• Your tasks
[1] In the forum thread on Jackrabbit, what did the writer add to the query when implementing the solution that Sébastien suggested?
[2] Rewrite the part of the forum thread starting at "I use Jackrabbit" and ending at "Ard Schrijvers <a....@onehippo.com>.", swapping "query" for "search".

• Passage provided
╭──
I use Jackrabbit 1.4. I implemented the solution the Sébastien  
suggested, adding a "order by @jcr:score" to the query. Works very  
well for me.

Regards and Thanks,

Jan

RE: NodeIterator drops nodes when sorting

Posted by Ard Schrijvers <a....@onehippo.com>.

Hello,

> The situation is that we have some nodes in the results list 
> where not all of the node's ancestors are accessible for the 
> Session (blocked by our AccessManager). We receive a 
> DocOrderNodeIteratorImpl from the query that contains these 
> nodes, and this iterator tries to sort the nodes before the 
> first method call that accesses them. The comparator then 
> gets an AccessDeniedException from the getAncestor() of one 
> of the nodes, and removes these nodes with unaccessable 

This seems correct to me, isn't?

> ancestors from the node list. It also looks like the 
> Comparator directly removes both compared nodes from the 
> result list if one of them throws an Exception when being compared.

And this is the actual error/problem, isn't? If correct, only the node
that cannot be accessed should be removed, right?

> 
> Is this wanted behaviour, that nodes won't be returned by a 
> query when they cannot be sorted? And is it generally 
> supported in JackRabbit to have nodes whose ancestors are not 
> accessible?
╰──
• Data extract
╭──
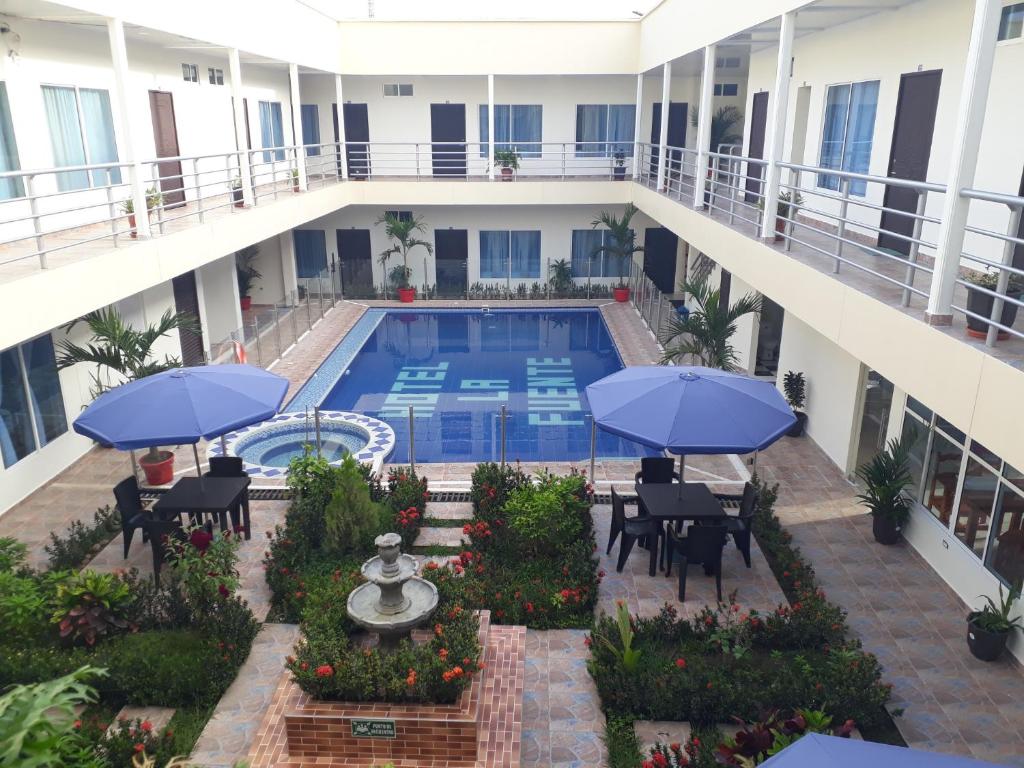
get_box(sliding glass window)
[0,82,25,200]
[0,335,68,467]
[259,101,285,163]
[818,80,879,197]
[480,229,541,280]
[479,104,544,158]
[575,104,636,158]
[42,85,121,191]
[902,397,1024,584]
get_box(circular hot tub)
[207,411,394,477]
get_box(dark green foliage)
[46,507,121,570]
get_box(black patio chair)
[715,482,758,568]
[665,525,726,603]
[636,456,679,482]
[605,487,659,575]
[205,456,252,539]
[114,475,147,558]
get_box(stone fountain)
[348,534,437,647]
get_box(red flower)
[188,528,213,552]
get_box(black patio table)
[636,482,727,563]
[153,477,252,539]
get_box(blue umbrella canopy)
[587,366,797,455]
[761,733,1007,768]
[74,365,288,451]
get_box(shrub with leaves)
[50,570,132,645]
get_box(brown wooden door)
[171,272,206,366]
[879,70,942,256]
[744,91,768,205]
[150,91,185,208]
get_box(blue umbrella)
[587,366,797,487]
[761,733,1007,768]
[74,365,289,473]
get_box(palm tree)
[57,307,199,398]
[590,203,643,288]
[662,279,761,371]
[690,106,743,152]
[376,213,434,296]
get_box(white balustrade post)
[654,61,672,191]
[925,0,1002,326]
[633,72,643,181]
[106,18,152,239]
[227,48,255,206]
[761,11,797,242]
[693,43,717,211]
[487,75,495,181]
[288,63,309,191]
[334,75,348,180]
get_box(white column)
[761,11,797,241]
[654,61,672,191]
[106,18,151,238]
[288,63,309,191]
[334,75,348,179]
[227,48,254,206]
[925,0,1002,326]
[633,72,643,181]
[487,75,495,181]
[693,43,718,210]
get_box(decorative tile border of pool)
[206,411,395,477]
[288,309,390,411]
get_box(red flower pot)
[138,451,174,485]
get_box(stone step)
[413,525,465,547]
[426,502,473,520]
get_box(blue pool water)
[321,309,651,463]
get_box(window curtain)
[0,347,36,467]
[571,229,601,278]
[292,229,327,278]
[512,231,541,278]
[843,80,879,197]
[507,104,543,158]
[575,104,608,158]
[608,104,637,158]
[43,85,89,191]
[78,88,121,186]
[22,334,68,447]
[480,231,509,278]
[818,85,850,189]
[301,104,319,156]
[259,101,285,163]
[0,83,25,200]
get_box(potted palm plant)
[121,186,164,240]
[495,150,519,181]
[234,246,263,310]
[590,203,643,302]
[964,269,1024,341]
[57,307,199,485]
[662,279,761,371]
[857,433,914,545]
[231,176,246,208]
[782,371,807,437]
[967,582,1022,662]
[611,150,626,181]
[377,213,434,304]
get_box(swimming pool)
[299,309,651,463]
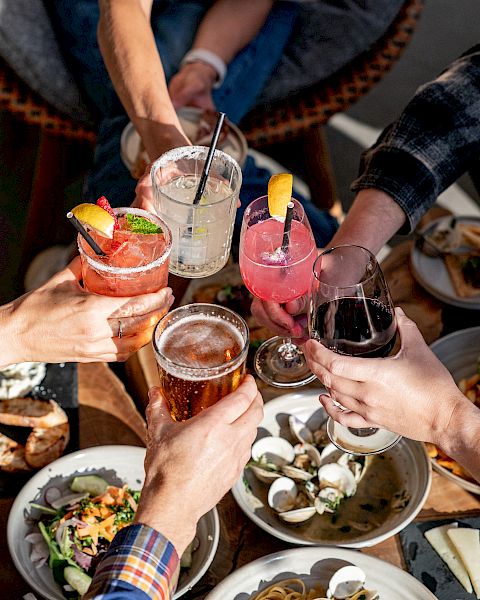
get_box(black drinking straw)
[282,202,294,253]
[67,212,106,256]
[193,113,225,204]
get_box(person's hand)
[136,375,263,555]
[303,308,470,446]
[3,257,173,363]
[168,62,217,110]
[251,294,308,339]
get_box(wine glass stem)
[278,338,299,362]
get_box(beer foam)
[157,315,245,379]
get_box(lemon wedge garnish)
[268,173,293,219]
[72,203,115,239]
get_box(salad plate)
[232,388,432,548]
[7,446,220,600]
[205,546,436,600]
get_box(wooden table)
[0,237,480,600]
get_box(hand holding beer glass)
[153,304,249,421]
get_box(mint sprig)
[126,213,163,235]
╰──
• Exercise responses
[1] The writer added "order by @jcr:score" to the query.

[2]
I use Jackrabbit 1.4. I implemented the solution the Sébastien  
suggested, adding a "order by @jcr:score" to the search. Works very  
well for me.

Regards and Thanks,

Jan

RE: NodeIterator drops nodes when sorting

Posted by Ard Schrijvers <a....@onehippo.com>.